Data excerpts:

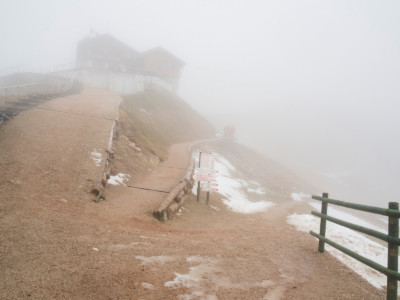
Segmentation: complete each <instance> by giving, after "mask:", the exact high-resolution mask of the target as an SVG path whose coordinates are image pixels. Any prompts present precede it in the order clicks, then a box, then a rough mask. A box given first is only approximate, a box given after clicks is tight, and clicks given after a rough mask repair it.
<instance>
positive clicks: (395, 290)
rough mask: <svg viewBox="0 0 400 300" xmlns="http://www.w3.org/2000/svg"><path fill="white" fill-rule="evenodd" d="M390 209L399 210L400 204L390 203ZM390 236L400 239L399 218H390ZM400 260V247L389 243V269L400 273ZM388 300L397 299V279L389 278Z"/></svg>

* * *

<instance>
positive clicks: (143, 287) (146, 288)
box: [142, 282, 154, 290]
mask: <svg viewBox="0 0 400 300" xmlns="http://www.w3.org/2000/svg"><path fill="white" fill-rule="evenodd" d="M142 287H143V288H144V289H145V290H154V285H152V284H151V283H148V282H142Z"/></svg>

---

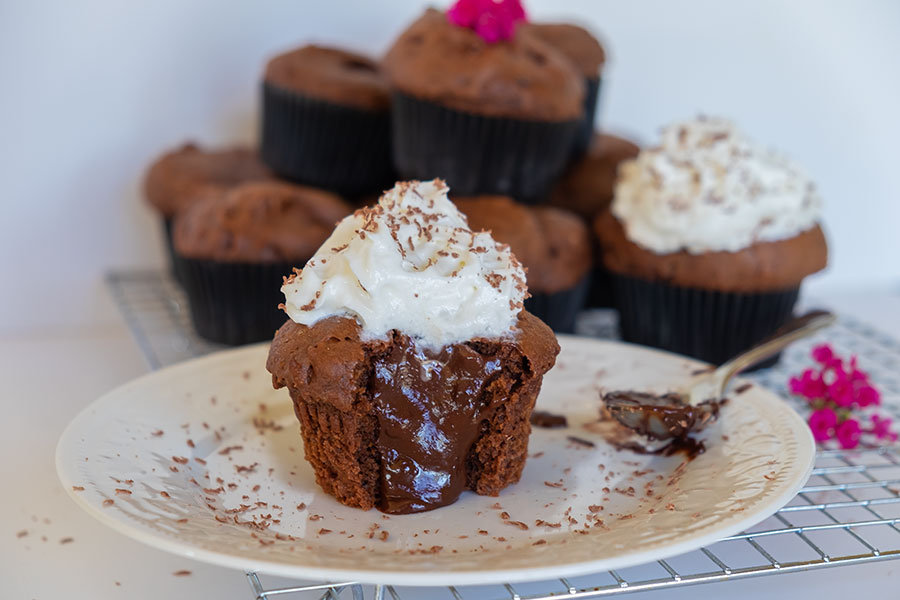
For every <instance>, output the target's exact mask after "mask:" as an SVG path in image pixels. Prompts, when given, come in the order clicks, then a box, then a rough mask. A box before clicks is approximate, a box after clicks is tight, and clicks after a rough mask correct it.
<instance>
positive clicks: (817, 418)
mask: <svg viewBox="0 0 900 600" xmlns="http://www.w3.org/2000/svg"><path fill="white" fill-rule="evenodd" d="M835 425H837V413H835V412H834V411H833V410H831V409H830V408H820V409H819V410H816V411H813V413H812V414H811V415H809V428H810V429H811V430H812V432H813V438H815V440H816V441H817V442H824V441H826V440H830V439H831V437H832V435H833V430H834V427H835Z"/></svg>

Your assignment: Report, with no additional words, how many lines in the records above contain the word "image".

Reply: 2